> PROBLEM STATEMENT
Gather each line in the data below that contains the word "dress" and copy those lines in full.

> STORED RECORDS
● ● ● ● ● ● ●

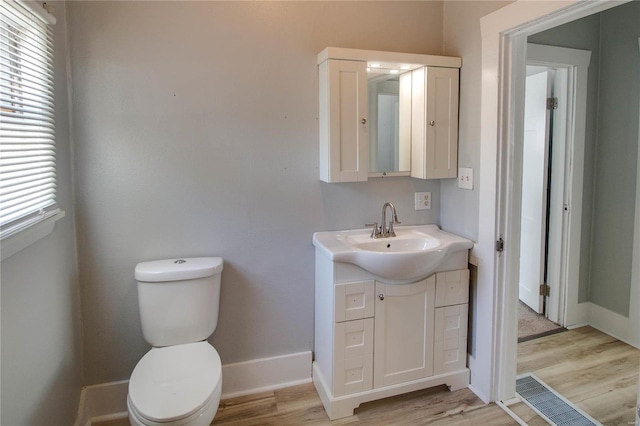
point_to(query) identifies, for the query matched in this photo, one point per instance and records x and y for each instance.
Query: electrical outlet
(465, 178)
(423, 200)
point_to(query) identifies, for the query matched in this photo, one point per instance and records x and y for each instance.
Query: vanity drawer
(354, 300)
(452, 287)
(450, 341)
(353, 357)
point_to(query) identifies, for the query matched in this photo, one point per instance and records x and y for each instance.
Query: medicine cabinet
(387, 114)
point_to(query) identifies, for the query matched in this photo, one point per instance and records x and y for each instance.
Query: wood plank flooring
(300, 405)
(593, 370)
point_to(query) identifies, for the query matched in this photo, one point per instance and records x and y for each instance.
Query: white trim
(98, 401)
(380, 56)
(634, 312)
(38, 9)
(109, 400)
(496, 301)
(14, 243)
(266, 374)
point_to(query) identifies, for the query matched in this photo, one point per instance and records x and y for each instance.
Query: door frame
(572, 67)
(504, 35)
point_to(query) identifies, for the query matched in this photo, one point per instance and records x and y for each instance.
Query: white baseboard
(261, 375)
(99, 401)
(109, 400)
(614, 324)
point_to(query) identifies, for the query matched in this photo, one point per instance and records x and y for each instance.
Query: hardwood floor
(593, 370)
(596, 372)
(301, 405)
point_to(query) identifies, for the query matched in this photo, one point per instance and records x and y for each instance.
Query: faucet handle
(391, 232)
(375, 232)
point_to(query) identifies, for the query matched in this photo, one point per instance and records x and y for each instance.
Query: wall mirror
(389, 111)
(373, 113)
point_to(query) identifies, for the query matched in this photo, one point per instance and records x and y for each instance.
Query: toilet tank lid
(178, 269)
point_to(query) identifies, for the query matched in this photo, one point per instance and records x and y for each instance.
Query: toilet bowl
(179, 381)
(176, 385)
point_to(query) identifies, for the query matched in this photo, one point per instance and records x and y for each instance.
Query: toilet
(179, 381)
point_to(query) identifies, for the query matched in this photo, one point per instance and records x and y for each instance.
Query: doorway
(504, 38)
(556, 85)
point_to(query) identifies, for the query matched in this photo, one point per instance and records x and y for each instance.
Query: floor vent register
(549, 404)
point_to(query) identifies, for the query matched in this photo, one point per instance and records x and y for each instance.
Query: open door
(533, 223)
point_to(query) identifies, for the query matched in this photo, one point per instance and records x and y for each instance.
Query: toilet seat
(174, 382)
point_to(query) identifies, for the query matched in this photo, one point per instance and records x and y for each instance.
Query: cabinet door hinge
(544, 290)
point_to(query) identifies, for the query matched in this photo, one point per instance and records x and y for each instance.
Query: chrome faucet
(389, 232)
(383, 231)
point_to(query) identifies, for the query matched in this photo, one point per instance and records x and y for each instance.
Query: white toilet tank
(179, 299)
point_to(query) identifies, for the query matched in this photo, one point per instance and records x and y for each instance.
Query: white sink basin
(414, 253)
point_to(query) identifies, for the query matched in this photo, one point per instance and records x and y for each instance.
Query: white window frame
(33, 223)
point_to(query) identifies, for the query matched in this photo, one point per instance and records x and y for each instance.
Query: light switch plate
(465, 178)
(423, 200)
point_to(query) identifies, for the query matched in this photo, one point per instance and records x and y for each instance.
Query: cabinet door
(404, 327)
(434, 141)
(344, 143)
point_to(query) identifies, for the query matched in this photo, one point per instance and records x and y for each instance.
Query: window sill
(24, 238)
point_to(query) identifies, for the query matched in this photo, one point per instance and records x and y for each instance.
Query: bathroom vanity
(380, 336)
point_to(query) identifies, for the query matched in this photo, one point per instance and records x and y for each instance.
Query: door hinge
(544, 290)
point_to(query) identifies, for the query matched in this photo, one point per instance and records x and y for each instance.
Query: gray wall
(41, 364)
(616, 158)
(197, 135)
(459, 207)
(610, 151)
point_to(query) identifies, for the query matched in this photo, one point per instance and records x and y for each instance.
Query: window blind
(27, 130)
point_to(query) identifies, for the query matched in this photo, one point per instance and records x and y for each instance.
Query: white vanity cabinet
(374, 339)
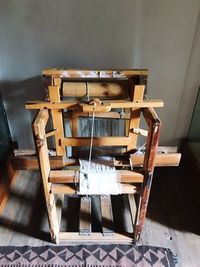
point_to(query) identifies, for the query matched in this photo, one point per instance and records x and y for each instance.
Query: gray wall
(157, 34)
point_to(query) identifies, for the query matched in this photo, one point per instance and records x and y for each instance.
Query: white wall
(158, 34)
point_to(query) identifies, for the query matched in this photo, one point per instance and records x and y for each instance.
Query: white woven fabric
(98, 179)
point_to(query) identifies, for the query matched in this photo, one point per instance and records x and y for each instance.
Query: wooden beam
(31, 162)
(72, 237)
(71, 73)
(111, 115)
(70, 176)
(106, 104)
(71, 189)
(91, 90)
(161, 160)
(97, 141)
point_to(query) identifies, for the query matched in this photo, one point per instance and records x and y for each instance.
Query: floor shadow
(173, 201)
(37, 218)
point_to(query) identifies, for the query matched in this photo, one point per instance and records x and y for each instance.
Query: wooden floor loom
(103, 94)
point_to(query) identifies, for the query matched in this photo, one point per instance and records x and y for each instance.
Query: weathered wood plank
(71, 189)
(107, 105)
(70, 176)
(97, 141)
(71, 73)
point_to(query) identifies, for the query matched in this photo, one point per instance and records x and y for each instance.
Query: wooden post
(54, 96)
(138, 95)
(149, 162)
(41, 145)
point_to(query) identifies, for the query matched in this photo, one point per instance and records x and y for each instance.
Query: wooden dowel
(91, 90)
(71, 189)
(96, 237)
(97, 141)
(70, 176)
(106, 104)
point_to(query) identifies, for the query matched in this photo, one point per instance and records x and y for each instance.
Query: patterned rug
(86, 256)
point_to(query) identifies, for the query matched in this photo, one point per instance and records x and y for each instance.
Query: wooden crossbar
(96, 237)
(70, 176)
(72, 189)
(107, 105)
(97, 141)
(71, 73)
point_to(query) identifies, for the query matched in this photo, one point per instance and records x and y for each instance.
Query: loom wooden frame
(60, 182)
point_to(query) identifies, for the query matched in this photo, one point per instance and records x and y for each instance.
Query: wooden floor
(173, 218)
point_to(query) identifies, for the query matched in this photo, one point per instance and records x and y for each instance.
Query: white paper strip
(98, 179)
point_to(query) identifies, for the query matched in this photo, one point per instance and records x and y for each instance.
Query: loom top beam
(106, 105)
(115, 73)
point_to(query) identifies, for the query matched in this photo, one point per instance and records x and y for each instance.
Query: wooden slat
(85, 216)
(138, 94)
(161, 160)
(133, 208)
(54, 96)
(71, 73)
(108, 104)
(10, 175)
(69, 176)
(106, 215)
(51, 133)
(95, 237)
(81, 89)
(74, 121)
(97, 141)
(41, 144)
(71, 189)
(112, 115)
(31, 162)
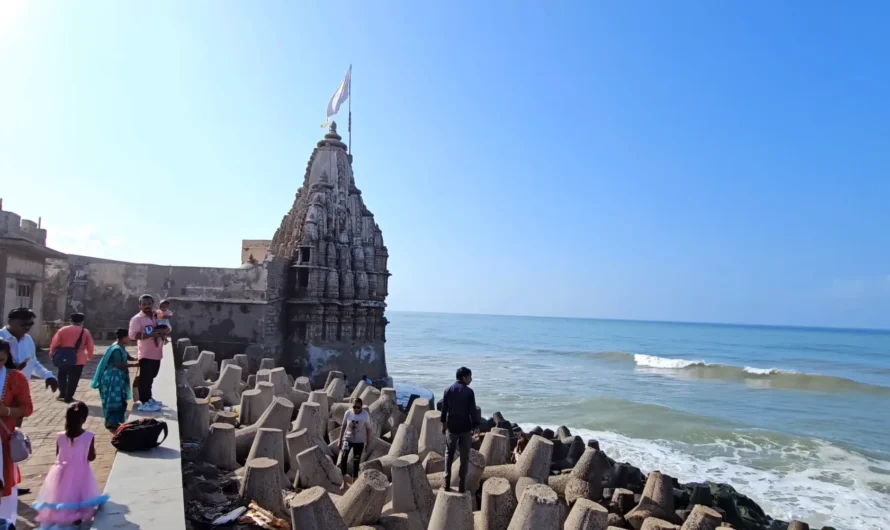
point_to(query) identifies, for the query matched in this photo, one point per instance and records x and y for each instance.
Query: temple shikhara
(337, 278)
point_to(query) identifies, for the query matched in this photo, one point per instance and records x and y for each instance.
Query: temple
(337, 279)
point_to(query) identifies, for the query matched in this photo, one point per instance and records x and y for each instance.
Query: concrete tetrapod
(336, 391)
(190, 353)
(404, 443)
(534, 462)
(452, 511)
(433, 463)
(269, 443)
(380, 412)
(410, 490)
(262, 483)
(254, 403)
(222, 416)
(315, 469)
(207, 360)
(302, 384)
(538, 509)
(266, 364)
(219, 448)
(496, 448)
(317, 396)
(431, 437)
(241, 360)
(363, 501)
(194, 418)
(229, 383)
(654, 523)
(333, 374)
(369, 396)
(359, 388)
(622, 500)
(585, 481)
(295, 443)
(193, 374)
(313, 509)
(308, 418)
(498, 504)
(587, 515)
(657, 500)
(415, 415)
(276, 416)
(701, 518)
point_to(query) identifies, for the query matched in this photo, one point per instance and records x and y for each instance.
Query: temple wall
(220, 309)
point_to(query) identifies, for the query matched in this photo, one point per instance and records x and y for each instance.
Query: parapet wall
(220, 309)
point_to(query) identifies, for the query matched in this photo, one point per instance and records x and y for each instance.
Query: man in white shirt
(24, 351)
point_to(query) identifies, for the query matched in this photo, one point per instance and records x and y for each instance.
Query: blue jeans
(461, 442)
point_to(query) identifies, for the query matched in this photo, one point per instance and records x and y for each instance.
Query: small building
(23, 255)
(254, 250)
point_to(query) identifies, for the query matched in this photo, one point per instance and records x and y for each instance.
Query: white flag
(339, 97)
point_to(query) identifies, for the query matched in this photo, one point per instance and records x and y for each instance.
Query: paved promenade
(47, 420)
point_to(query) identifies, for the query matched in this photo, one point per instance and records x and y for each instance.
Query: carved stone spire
(338, 278)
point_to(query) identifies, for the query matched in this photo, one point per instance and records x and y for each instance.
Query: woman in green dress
(113, 381)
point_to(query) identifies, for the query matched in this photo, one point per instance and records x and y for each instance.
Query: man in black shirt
(459, 419)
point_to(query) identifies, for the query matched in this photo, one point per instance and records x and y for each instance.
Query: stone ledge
(146, 488)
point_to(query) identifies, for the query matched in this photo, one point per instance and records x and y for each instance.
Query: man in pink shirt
(150, 342)
(69, 337)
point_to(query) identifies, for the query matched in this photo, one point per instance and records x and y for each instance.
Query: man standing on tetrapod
(460, 420)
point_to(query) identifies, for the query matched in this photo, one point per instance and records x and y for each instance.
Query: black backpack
(139, 435)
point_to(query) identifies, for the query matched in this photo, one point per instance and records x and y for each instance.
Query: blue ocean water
(796, 418)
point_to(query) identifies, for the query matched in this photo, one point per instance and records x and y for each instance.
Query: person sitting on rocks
(354, 434)
(460, 418)
(521, 442)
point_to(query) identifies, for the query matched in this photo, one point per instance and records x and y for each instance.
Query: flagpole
(349, 125)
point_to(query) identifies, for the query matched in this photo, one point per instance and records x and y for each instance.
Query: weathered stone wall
(221, 309)
(337, 281)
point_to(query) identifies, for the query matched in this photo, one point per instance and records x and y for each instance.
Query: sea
(798, 419)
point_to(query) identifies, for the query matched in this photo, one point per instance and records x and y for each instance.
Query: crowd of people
(70, 493)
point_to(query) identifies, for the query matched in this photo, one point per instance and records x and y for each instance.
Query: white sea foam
(653, 361)
(828, 487)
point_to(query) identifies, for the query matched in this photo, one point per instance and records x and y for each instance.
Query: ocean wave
(752, 376)
(814, 481)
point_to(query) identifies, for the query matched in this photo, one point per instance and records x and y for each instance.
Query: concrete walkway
(146, 488)
(49, 419)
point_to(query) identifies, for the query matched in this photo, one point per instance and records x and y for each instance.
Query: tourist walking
(70, 494)
(77, 338)
(354, 434)
(15, 404)
(112, 379)
(460, 419)
(150, 342)
(24, 351)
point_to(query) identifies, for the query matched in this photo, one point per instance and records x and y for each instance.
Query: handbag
(19, 445)
(135, 391)
(65, 356)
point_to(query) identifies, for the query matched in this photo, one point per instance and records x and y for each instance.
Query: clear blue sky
(706, 161)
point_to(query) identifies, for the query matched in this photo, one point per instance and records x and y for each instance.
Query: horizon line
(649, 321)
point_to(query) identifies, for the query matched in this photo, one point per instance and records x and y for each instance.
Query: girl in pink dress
(70, 494)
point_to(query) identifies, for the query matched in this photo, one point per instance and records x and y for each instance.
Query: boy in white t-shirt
(355, 432)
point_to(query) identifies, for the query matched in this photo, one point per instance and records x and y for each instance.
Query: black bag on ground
(139, 435)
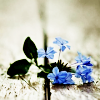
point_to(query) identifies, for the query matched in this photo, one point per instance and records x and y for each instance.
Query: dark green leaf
(30, 49)
(73, 71)
(19, 67)
(46, 69)
(42, 74)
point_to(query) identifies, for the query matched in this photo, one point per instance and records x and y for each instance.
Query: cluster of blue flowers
(83, 70)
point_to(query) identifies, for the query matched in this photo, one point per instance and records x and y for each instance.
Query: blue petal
(50, 56)
(69, 82)
(69, 76)
(49, 50)
(62, 75)
(51, 76)
(77, 75)
(64, 41)
(41, 53)
(62, 48)
(83, 79)
(58, 41)
(55, 71)
(57, 81)
(68, 46)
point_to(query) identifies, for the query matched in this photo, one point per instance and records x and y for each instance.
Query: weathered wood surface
(78, 22)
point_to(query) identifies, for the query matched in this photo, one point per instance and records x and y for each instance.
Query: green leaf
(46, 69)
(73, 71)
(30, 49)
(42, 74)
(19, 67)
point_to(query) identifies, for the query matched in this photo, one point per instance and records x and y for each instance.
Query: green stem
(59, 54)
(26, 82)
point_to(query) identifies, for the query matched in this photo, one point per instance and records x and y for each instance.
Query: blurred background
(76, 21)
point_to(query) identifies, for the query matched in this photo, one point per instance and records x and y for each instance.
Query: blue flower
(49, 53)
(84, 73)
(62, 43)
(60, 77)
(83, 60)
(68, 79)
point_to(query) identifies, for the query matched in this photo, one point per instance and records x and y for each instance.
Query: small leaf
(19, 67)
(45, 69)
(42, 74)
(30, 49)
(73, 71)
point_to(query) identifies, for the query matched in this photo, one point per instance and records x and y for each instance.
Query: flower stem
(59, 54)
(75, 64)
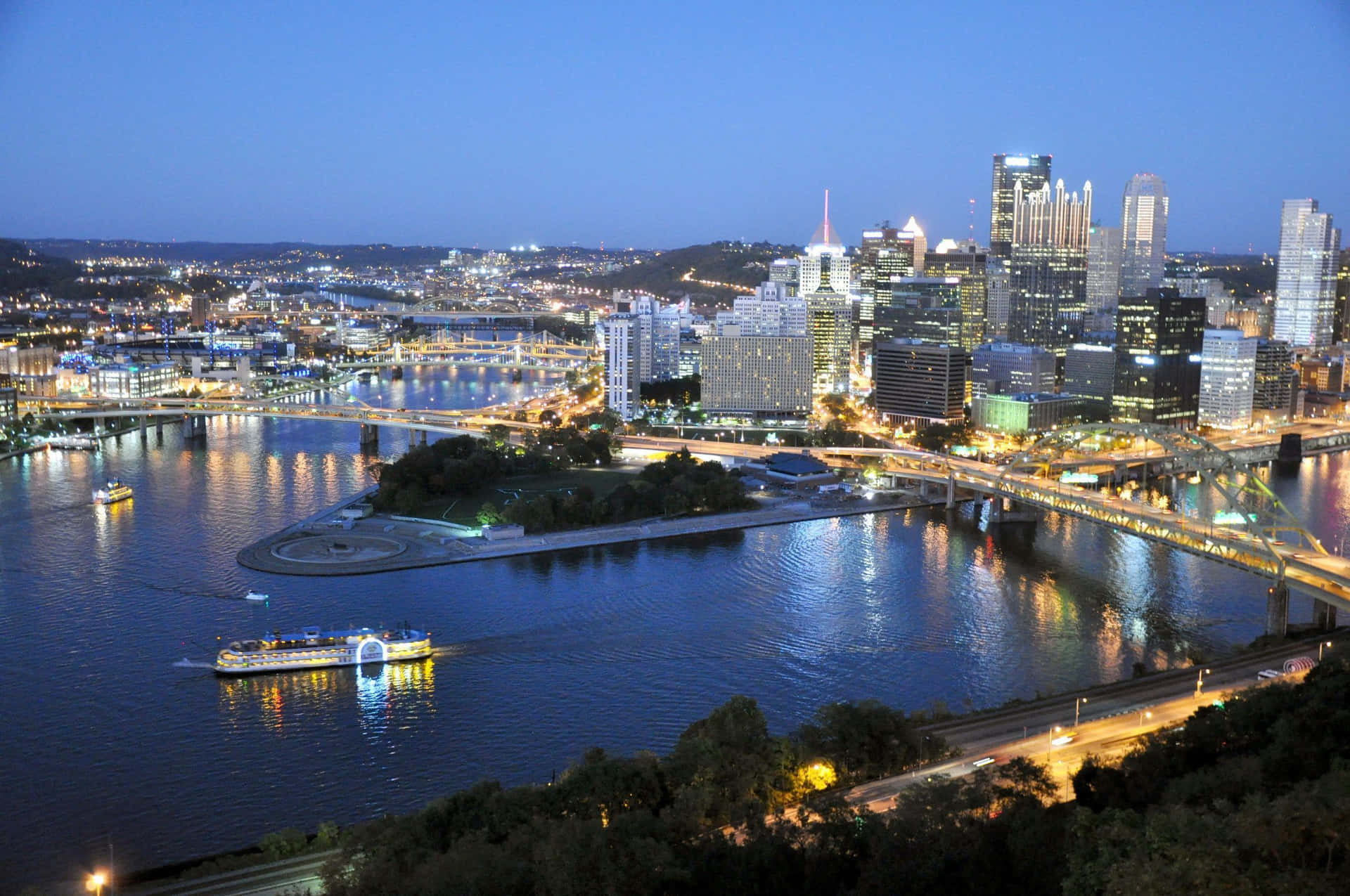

● ● ● ● ● ● ●

> CORRECT ANSWER
Query: woman in green dress
Query: girl in pink dress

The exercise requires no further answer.